→ Requirement: Report how many lines in the listing below contain the string "yellow", with case counting. Give only the number.

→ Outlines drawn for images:
------------------------------------

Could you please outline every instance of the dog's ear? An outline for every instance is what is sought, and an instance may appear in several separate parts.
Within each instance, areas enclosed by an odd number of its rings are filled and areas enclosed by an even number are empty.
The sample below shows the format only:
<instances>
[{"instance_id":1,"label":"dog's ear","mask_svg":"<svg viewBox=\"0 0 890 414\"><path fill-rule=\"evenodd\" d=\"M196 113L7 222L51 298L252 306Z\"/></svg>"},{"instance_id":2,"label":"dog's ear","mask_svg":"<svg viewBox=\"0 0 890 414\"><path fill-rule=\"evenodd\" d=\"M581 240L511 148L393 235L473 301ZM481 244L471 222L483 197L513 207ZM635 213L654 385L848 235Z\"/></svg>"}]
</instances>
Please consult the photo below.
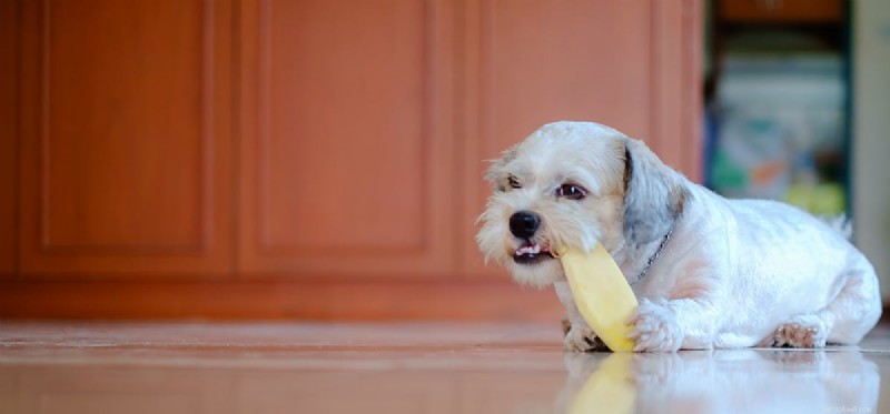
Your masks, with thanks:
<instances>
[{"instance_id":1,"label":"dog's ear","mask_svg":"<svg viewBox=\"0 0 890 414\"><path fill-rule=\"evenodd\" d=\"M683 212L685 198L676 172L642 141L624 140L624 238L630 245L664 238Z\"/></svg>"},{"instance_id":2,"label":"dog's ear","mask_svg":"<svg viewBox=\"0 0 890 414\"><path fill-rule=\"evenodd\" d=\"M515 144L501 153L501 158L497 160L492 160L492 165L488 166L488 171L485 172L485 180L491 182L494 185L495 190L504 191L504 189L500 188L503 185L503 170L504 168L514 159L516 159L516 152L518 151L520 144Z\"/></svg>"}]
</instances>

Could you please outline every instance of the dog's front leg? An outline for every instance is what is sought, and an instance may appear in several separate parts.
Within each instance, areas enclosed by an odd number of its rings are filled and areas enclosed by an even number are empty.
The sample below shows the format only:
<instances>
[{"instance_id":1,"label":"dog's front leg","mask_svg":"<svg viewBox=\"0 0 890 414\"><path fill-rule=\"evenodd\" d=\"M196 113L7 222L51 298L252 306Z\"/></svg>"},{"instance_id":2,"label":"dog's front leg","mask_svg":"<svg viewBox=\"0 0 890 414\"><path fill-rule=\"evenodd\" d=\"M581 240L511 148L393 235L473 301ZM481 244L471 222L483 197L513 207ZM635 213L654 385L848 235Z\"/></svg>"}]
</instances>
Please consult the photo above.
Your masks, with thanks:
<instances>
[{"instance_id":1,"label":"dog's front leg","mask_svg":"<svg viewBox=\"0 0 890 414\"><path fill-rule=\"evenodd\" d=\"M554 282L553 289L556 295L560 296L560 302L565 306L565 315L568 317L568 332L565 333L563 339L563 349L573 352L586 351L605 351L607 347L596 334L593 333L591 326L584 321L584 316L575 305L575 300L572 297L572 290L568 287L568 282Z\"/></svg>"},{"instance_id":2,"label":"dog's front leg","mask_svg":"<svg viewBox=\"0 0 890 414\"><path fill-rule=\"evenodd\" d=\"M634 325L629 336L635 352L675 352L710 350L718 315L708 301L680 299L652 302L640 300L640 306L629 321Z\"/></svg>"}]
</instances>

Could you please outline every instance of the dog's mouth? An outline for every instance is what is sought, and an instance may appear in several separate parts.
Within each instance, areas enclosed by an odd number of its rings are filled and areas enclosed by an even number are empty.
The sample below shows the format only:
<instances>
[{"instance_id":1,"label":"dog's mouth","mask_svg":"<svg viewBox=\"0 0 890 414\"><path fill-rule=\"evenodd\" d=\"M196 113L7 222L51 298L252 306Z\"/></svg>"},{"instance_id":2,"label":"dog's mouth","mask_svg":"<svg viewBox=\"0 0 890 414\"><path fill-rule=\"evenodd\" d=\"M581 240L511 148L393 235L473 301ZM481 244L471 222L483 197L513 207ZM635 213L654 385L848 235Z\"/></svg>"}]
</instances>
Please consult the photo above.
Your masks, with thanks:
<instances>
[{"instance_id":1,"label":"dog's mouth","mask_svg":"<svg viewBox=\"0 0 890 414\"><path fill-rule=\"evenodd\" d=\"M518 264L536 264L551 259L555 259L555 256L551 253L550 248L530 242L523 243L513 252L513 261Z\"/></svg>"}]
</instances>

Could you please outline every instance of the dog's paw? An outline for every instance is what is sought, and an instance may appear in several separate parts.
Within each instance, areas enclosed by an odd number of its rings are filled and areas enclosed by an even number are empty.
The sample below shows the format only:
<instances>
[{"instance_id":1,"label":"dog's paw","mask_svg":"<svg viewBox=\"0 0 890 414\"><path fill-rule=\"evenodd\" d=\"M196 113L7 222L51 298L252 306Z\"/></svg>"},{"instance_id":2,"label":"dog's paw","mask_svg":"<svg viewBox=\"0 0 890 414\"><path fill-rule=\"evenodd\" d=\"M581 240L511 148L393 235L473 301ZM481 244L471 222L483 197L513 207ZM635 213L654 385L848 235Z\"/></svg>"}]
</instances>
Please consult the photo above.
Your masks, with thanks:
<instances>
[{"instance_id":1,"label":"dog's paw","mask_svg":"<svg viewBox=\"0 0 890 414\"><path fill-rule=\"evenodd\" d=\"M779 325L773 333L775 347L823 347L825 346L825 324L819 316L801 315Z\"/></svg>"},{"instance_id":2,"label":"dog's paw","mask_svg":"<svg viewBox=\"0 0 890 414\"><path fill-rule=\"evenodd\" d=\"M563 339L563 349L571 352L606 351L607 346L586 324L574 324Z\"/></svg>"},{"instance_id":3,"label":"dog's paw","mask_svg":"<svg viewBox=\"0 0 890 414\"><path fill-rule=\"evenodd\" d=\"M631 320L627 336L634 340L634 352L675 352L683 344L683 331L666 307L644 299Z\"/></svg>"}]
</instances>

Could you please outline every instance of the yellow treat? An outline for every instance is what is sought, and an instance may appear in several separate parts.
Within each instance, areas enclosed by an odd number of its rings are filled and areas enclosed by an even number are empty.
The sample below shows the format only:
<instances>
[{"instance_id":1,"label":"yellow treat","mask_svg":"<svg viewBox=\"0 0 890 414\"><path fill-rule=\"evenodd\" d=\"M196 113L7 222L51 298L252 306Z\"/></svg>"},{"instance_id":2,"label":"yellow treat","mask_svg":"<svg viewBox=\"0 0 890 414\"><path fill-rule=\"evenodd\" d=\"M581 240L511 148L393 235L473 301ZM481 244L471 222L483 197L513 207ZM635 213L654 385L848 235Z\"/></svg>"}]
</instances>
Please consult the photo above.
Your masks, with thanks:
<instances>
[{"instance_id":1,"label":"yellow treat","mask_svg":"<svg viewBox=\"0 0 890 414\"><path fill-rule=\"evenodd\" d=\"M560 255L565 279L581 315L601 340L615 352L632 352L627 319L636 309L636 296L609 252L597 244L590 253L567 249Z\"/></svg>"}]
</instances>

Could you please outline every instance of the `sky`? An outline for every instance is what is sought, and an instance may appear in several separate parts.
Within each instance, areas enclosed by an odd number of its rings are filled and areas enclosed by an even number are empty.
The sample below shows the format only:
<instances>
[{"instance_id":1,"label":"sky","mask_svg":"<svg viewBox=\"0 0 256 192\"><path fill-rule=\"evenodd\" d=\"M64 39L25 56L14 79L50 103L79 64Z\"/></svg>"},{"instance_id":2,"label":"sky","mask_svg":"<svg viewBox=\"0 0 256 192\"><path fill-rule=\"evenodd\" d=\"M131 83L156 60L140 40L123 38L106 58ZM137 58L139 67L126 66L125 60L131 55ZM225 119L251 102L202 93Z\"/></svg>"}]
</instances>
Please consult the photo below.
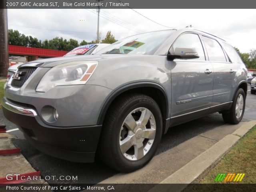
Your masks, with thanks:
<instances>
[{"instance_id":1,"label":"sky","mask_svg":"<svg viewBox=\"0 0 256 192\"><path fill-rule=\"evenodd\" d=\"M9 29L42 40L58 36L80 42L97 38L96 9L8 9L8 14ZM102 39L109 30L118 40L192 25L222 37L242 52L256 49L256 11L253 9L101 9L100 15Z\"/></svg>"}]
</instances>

------------------------------------

→ Solution to the problem: 3